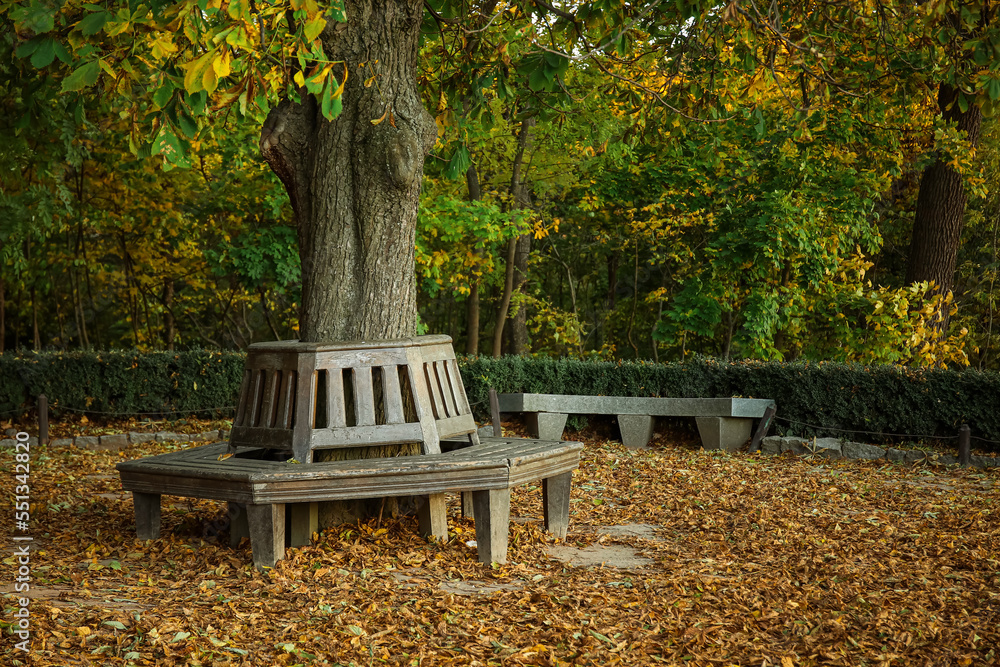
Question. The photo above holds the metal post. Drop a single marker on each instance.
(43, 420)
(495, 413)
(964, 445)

* * *

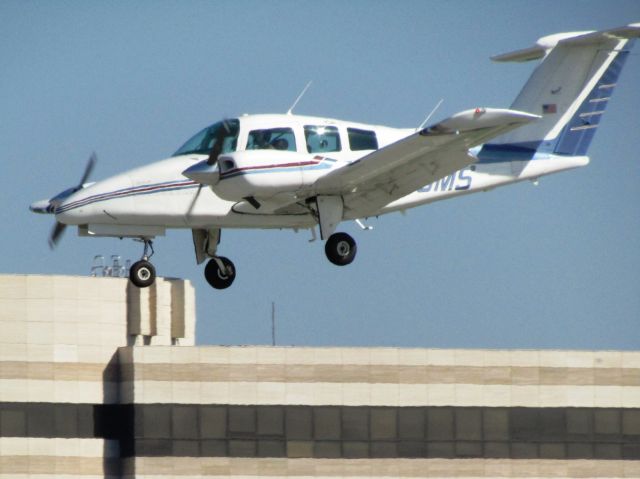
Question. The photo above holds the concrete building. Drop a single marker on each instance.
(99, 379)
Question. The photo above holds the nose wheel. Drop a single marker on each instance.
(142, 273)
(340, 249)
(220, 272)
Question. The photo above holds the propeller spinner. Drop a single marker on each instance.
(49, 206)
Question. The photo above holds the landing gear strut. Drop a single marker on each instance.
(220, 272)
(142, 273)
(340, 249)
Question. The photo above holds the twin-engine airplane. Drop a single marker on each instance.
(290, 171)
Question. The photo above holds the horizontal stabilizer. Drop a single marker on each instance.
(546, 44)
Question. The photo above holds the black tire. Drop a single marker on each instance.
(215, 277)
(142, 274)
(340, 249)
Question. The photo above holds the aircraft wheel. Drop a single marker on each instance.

---

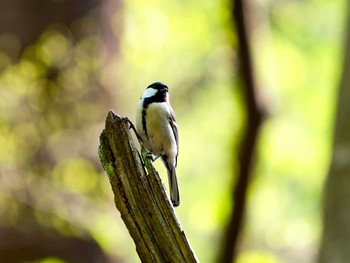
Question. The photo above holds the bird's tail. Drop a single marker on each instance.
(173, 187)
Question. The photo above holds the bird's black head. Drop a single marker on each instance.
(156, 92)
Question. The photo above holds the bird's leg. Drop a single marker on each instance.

> [Request] Repeat the material from the line with "Question. The photo above holds the bird's black" up to and including the line with "Question. The photo above holds the bird's leg.", with "marker" changed to "pin" and nothing else altered.

> [Answer for this exercise]
Question. The photo above holds the bird's black head. Drop a single pin on each instance.
(156, 92)
Question. The photo above holds the bird's leg. Drop a single pin on each instance.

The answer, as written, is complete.